Natural-language object grounding data:
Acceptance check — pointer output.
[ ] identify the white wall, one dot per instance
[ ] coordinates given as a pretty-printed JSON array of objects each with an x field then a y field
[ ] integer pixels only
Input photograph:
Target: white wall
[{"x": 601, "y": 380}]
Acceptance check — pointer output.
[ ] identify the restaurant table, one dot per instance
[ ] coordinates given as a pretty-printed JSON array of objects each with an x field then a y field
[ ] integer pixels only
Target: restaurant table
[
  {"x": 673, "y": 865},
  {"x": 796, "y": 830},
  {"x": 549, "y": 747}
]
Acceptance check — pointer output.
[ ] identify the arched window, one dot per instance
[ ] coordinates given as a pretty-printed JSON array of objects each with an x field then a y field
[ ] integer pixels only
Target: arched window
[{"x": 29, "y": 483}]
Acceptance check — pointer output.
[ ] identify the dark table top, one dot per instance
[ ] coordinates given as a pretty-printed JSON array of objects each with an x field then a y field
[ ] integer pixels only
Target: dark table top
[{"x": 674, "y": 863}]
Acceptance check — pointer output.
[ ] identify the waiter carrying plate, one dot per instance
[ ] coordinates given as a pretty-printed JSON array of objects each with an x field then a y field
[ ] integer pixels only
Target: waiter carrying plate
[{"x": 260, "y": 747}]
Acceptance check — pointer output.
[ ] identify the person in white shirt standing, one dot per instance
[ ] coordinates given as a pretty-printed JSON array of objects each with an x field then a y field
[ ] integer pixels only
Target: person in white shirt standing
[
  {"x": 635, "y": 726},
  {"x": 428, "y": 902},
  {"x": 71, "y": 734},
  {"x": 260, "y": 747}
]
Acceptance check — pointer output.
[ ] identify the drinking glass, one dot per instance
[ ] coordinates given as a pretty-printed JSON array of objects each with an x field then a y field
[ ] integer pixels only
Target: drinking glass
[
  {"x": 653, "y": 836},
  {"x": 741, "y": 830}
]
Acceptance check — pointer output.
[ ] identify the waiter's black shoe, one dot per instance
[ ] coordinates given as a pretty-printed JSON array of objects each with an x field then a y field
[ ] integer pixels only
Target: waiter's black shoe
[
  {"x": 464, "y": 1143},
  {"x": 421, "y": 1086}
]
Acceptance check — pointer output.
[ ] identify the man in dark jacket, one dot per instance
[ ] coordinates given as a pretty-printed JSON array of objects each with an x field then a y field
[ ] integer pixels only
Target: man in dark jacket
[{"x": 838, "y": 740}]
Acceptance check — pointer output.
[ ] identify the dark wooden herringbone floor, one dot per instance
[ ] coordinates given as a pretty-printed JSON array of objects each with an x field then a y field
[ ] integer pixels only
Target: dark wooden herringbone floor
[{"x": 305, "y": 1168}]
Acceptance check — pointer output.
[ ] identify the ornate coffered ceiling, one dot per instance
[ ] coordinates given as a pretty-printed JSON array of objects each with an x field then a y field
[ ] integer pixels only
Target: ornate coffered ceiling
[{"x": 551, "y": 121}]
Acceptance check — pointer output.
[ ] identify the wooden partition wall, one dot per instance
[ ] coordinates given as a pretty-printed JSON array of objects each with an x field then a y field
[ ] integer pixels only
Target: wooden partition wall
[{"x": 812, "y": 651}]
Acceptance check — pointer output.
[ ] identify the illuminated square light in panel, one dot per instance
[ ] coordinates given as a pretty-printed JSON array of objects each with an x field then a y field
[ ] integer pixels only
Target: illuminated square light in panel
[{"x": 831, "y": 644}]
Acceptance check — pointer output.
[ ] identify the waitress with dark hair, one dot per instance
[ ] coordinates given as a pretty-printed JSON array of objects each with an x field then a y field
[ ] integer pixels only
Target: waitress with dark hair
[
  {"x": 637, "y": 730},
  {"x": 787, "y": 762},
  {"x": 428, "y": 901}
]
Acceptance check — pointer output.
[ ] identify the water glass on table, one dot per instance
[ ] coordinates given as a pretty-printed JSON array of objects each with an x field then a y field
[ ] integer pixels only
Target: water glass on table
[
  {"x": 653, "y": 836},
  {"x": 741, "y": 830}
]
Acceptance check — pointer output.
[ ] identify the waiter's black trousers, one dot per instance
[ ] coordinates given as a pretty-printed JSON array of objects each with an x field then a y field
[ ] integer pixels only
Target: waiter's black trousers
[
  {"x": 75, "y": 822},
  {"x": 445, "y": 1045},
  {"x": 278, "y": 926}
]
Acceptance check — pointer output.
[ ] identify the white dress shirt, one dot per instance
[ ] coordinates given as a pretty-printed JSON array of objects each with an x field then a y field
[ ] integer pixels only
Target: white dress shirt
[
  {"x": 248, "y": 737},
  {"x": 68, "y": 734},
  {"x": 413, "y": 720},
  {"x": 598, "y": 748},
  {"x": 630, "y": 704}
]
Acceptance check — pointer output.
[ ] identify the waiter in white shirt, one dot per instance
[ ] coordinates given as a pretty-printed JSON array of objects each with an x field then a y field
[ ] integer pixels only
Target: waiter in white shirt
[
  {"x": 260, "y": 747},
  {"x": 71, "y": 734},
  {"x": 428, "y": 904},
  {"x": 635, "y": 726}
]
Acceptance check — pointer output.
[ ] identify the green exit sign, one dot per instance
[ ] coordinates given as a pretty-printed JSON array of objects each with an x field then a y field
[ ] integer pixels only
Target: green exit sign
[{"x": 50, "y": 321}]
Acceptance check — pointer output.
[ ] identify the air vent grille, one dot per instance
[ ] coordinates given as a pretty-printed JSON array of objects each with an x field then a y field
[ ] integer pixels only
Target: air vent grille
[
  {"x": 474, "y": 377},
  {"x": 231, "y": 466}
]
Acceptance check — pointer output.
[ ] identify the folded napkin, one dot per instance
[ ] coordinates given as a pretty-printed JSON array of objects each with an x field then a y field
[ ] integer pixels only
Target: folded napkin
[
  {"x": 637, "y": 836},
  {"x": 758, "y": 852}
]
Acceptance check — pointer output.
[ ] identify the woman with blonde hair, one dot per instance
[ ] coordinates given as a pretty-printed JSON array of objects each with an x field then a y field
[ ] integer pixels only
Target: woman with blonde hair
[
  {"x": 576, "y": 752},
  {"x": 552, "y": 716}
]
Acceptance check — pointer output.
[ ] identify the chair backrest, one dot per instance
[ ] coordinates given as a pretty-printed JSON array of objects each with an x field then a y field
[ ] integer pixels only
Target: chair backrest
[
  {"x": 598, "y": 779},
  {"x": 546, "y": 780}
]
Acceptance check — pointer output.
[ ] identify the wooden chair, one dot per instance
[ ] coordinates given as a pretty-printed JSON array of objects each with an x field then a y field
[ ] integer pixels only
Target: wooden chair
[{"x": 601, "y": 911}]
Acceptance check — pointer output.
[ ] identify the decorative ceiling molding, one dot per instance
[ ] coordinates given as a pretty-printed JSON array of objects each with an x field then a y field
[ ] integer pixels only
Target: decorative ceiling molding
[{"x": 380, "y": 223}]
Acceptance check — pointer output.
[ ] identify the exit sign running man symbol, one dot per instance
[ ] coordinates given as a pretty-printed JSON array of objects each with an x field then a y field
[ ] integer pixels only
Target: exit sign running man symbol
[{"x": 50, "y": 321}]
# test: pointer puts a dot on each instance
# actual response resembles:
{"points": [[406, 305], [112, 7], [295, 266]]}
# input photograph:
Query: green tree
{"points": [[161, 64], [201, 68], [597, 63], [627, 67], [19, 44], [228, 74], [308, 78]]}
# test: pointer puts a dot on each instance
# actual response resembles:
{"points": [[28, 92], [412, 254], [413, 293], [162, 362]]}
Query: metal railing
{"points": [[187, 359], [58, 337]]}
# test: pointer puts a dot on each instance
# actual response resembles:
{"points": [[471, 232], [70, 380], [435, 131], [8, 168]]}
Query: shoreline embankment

**Aim of the task:** Copy each line of the data exactly, leaving nothing out.

**Answer to this exercise:**
Acceptance check — pointer output.
[ ] identify the white wall, one dot per instance
[ ] coordinates given as a pretty-printed JSON array of objects each with an x field then a y field
[ ] integer pixels only
Input photograph:
Target: white wall
[{"x": 601, "y": 380}]
Acceptance check — pointer output.
[ ] identify the restaurant table, one dot per instance
[ ] coordinates given as a pretty-printed JSON array of objects each with an x field then a y field
[ ] integer pixels only
Target: restaurant table
[
  {"x": 673, "y": 865},
  {"x": 796, "y": 830},
  {"x": 549, "y": 747}
]
Acceptance check — pointer output.
[ ] identify the arched window, one dot per instance
[ ] coordinates given as a pretty-printed JSON array of objects each with an x field then a y field
[ ] integer pixels only
Target: arched window
[{"x": 29, "y": 483}]
Acceptance check — pointer output.
[ ] identify the dark table top, one dot per instance
[ ] coordinates given as a pretty-printed JSON array of objects each with an x field then a y field
[ ] integer pixels only
Target: dark table top
[{"x": 674, "y": 863}]
Acceptance check — pointer output.
[ ] identify the waiter carrying plate, one dot per instance
[ ] coordinates given as a pretty-printed JSON array of objects each with an x field then a y field
[ ] integer pixels only
Target: waiter carrying plate
[{"x": 260, "y": 747}]
Acceptance check — pointer output.
[ ] identify the person in white shirt standing, one dot per instance
[ ] coordinates given as a pretty-printed JSON array of objects each with an x field then a y field
[ ] integer pixels only
Target: person in white shirt standing
[
  {"x": 635, "y": 726},
  {"x": 428, "y": 902},
  {"x": 71, "y": 734},
  {"x": 260, "y": 747}
]
Acceptance check — pointer output.
[ ] identify the drinking glass, one dot per instance
[ ] coordinates given as a pretty-printed JSON array of objects each with an x field then a y field
[ ] integer pixels only
Target: drinking glass
[
  {"x": 653, "y": 836},
  {"x": 741, "y": 830}
]
Acceptance check — pointer output.
[ ] identify the waiter's black shoe, one dot per instance
[ ] coordinates given as a pretty-printed JSON array of objects each with an x field then a y field
[ ] integer pixels only
Target: waiter's black shoe
[
  {"x": 464, "y": 1143},
  {"x": 421, "y": 1086}
]
Acceptance check — pointer output.
[ ] identify the man in dark jacket, one dot per instance
[ ] coordinates given as a pretty-printed JSON array of objects each with an x field then a y field
[ ] integer pixels only
Target: man in dark jacket
[{"x": 838, "y": 740}]
Acceptance check — pointer output.
[ ] identify the dark wooden herringbone floor, one dot per instance
[ ] coordinates given as a pretty-printed JSON array of objects each with an x field then a y field
[ ] integer pixels only
Target: dark wooden herringbone floor
[{"x": 305, "y": 1168}]
Acceptance check — pointer output.
[ ] identify the ornate coffered ceiling, one dot per instance
[ ] coordinates given as a pretty-printed JSON array of objects each with an x field then a y field
[ ] integer pixels only
Target: ornate coffered ceiling
[{"x": 551, "y": 121}]
Acceptance check — pointer output.
[ ] identify the wooden partition wall, one dot per instance
[ ] coordinates given as a pretty-printed JSON array of objects each with an x field then a y field
[ ] integer pixels only
Target: wooden partition wall
[{"x": 812, "y": 651}]
Acceptance check — pointer output.
[ ] identify the illuminated square light in panel, one dot per instance
[ ] coordinates given as a pretty-printed JSON array of objects each with an x field then a y field
[ ] integer pixels only
Target: illuminated square light in panel
[{"x": 831, "y": 644}]
Acceptance check — pointer output.
[ ] identify the waitress with dark hair, one dot per instance
[ ] coordinates given as a pretty-printed JSON array of objects each with an x field then a y field
[ ] integer pixels only
Target: waitress with dark hair
[
  {"x": 637, "y": 730},
  {"x": 787, "y": 762},
  {"x": 428, "y": 901}
]
Acceptance check — pointer output.
[ ] identify the water glass on table, one dot per instance
[ ] coordinates given as a pretty-printed JSON array of objects each with an x field then a y field
[ ] integer pixels only
Target: water glass on table
[
  {"x": 653, "y": 836},
  {"x": 741, "y": 830}
]
Acceptance check — pointer output.
[ ] identify the waiter's black trousers, one dot per instance
[ ] coordinates given as a pretty-printed JSON array of objects each with an x field then a y field
[ ] integer pixels only
Target: waiter's black trousers
[
  {"x": 75, "y": 822},
  {"x": 445, "y": 1045},
  {"x": 278, "y": 926}
]
Acceptance check — pointer output.
[ ] identify the white dress shirt, one dot per instance
[ ] coordinates given as a pretty-printed JSON array of objects each with an x field then a y field
[ ] integer pixels only
Target: white dress shirt
[
  {"x": 248, "y": 737},
  {"x": 68, "y": 734},
  {"x": 413, "y": 720},
  {"x": 598, "y": 748},
  {"x": 630, "y": 704}
]
Acceptance check — pointer output.
[ ] identify the waiter in white shirt, one dot per instance
[ ] coordinates given as a pretty-printed JSON array of objects each with an x field then a y field
[ ] integer pixels only
Target: waiter in white shirt
[
  {"x": 260, "y": 747},
  {"x": 71, "y": 734},
  {"x": 428, "y": 904},
  {"x": 635, "y": 726}
]
Acceptance check — pointer output.
[ ] identify the green exit sign, one dot per instance
[ ] coordinates given as a pretty-printed JSON array of objects each with an x field then a y field
[ ] integer pixels only
Target: green exit sign
[{"x": 50, "y": 321}]
Acceptance check — pointer output.
[ ] identify the air vent grille, one dot per instance
[ ] coordinates given as a pretty-printed JSON array of objects each with an x field then a y field
[ ] integer pixels only
Target: air vent grille
[
  {"x": 474, "y": 377},
  {"x": 231, "y": 466}
]
Acceptance check — pointer output.
[ ] identify the folded napkin, one dot per instance
[ ] coordinates given as a pretty-printed JSON array of objects each with an x field then a y field
[ ] integer pixels only
Target: folded napkin
[
  {"x": 637, "y": 836},
  {"x": 758, "y": 852}
]
Acceptance check — pointer output.
[ ] identify the woman with blonde hair, one dot per instance
[ ] coordinates given as a pretty-printed JSON array of objects each with an x field then a y field
[ ] integer pixels only
Target: woman with blonde hair
[
  {"x": 576, "y": 752},
  {"x": 552, "y": 716}
]
Acceptance check — pointer output.
[ ] identify the chair backrest, one dot per instance
[ ] coordinates given as a pretty-printed JSON array of objects each with an x field then a y field
[ ] integer pixels only
Target: chair backrest
[
  {"x": 598, "y": 779},
  {"x": 546, "y": 780}
]
Acceptance check — pointer output.
[ ] identify the wooden chair, one dot per instance
[ ] coordinates given as a pretty-printed JSON array of objects each with an x field then a y field
[ ] integer pixels only
Target: wooden chair
[{"x": 601, "y": 911}]
Acceptance check — pointer output.
[ ] identify the decorative ceiling molding, one dot per instance
[ ] coordinates given as a pretty-printed JSON array of objects each with an x field then a y field
[ ] integer pixels only
Target: decorative ceiling molding
[{"x": 380, "y": 223}]
Acceptance check — pointer output.
[ ] identify the exit sign running man symbol, one dot per instance
[ ] coordinates given as a pretty-printed JSON array of objects each with an x field then a y field
[ ] integer pixels only
Target: exit sign running man symbol
[{"x": 50, "y": 321}]
# test: pointer puts a dot on each instance
# actual response resembles:
{"points": [[406, 305], [112, 7], [295, 266]]}
# input photograph:
Query: green tree
{"points": [[161, 64], [201, 68], [597, 63], [627, 67], [19, 44], [228, 74], [308, 78]]}
# test: pointer puts a dot on each instance
# actual response resembles:
{"points": [[28, 92], [412, 254], [413, 293], [162, 362]]}
Query: metal railing
{"points": [[187, 359], [58, 337]]}
# test: pointer puts a dot on each instance
# actual response resembles:
{"points": [[471, 232], [70, 380], [435, 131], [8, 168]]}
Query: shoreline embankment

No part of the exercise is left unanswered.